[AIM] Show every line of the material below that contains the word "tree", copied in full.
◆ ◆ ◆
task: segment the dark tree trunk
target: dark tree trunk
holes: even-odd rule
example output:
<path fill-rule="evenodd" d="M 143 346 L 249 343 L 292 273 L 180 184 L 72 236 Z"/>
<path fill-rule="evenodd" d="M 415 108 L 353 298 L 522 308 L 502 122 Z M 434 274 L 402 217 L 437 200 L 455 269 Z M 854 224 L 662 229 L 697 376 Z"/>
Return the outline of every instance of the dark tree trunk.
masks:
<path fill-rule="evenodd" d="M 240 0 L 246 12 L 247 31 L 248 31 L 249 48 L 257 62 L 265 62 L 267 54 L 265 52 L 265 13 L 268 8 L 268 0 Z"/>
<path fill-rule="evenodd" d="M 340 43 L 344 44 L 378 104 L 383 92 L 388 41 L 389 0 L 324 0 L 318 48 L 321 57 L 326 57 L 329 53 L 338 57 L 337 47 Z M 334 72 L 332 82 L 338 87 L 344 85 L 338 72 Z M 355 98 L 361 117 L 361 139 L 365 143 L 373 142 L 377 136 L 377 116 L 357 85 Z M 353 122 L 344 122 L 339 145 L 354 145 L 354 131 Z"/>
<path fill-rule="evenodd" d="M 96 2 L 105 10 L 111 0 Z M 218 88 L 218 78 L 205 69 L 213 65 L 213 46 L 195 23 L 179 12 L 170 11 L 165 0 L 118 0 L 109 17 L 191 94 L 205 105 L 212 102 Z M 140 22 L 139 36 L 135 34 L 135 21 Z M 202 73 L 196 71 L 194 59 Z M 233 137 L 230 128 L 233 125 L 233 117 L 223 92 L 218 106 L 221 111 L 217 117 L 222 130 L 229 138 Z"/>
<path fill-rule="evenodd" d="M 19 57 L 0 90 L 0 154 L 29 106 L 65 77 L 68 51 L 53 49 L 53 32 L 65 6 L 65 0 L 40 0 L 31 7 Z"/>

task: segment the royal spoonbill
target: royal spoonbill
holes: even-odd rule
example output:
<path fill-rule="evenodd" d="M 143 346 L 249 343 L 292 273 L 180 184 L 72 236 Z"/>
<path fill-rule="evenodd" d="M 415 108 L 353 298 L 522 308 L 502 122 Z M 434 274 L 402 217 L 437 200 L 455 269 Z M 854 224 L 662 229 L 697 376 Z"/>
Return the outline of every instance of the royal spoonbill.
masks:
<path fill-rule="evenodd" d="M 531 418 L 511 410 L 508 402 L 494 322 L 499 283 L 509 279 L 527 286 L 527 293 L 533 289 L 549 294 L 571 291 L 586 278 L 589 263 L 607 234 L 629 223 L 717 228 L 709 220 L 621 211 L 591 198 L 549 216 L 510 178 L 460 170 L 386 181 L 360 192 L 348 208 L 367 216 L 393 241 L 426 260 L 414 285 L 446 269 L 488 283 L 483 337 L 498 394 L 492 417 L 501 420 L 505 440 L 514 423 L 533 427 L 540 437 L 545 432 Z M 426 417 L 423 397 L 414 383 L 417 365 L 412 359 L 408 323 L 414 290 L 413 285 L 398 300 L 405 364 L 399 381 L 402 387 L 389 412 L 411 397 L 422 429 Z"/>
◆ ◆ ◆
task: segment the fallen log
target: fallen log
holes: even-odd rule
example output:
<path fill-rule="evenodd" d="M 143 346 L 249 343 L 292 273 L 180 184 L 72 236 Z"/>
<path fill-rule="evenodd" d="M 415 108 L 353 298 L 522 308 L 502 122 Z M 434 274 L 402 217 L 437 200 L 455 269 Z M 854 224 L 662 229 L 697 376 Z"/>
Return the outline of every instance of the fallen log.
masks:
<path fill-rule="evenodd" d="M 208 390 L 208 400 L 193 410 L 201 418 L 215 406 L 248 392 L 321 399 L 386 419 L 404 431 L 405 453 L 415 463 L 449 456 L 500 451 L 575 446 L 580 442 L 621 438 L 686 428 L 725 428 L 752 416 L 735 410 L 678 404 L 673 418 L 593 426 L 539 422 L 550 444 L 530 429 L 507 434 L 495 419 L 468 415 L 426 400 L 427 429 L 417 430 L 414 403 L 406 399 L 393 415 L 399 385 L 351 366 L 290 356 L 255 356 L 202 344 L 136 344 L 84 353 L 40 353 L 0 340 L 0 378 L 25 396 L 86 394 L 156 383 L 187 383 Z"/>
◆ ◆ ◆
[WRITTEN RESPONSE]
task: segment the dark tree trunk
target: dark tree trunk
Return the outline of every instance of the dark tree trunk.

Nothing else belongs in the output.